• [The exercise]
Reproduce the data word for word, from its first line up to and including the line with "Give the mask of every instance of the bird's", and stop there.
━━━ Task material
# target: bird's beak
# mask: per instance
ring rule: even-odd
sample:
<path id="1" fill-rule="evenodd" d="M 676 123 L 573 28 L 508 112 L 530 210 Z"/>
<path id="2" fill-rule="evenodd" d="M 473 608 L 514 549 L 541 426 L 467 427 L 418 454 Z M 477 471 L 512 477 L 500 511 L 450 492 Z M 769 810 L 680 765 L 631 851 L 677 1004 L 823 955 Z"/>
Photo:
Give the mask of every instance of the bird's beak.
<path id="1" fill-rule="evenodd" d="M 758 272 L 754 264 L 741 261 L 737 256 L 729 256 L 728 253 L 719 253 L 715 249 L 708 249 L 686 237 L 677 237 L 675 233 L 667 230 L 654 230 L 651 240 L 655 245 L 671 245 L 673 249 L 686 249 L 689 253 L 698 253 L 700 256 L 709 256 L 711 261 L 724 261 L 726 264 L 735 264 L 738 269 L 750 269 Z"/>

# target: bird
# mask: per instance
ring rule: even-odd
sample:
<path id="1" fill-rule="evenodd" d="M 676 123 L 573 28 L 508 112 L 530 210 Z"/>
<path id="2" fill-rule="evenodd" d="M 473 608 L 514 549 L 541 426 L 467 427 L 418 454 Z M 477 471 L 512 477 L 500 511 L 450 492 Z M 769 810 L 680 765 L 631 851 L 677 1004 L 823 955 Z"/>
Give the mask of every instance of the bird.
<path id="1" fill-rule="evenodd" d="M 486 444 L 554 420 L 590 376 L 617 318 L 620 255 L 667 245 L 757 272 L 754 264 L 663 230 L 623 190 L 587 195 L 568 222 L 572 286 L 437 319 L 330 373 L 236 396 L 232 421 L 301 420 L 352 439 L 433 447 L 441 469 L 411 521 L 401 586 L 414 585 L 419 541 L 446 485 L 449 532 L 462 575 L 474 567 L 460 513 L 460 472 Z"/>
━━━━━━
• [The answer]
# target: bird's beak
# mask: per instance
ring rule: even-odd
sample:
<path id="1" fill-rule="evenodd" d="M 676 123 L 573 28 L 508 112 L 530 210 Z"/>
<path id="2" fill-rule="evenodd" d="M 473 608 L 514 549 L 541 426 L 467 427 L 418 454 Z M 477 471 L 512 477 L 500 511 L 450 492 Z M 769 810 L 680 765 L 631 851 L 677 1004 L 823 955 Z"/>
Photo:
Give the mask of every instance of the bird's beak.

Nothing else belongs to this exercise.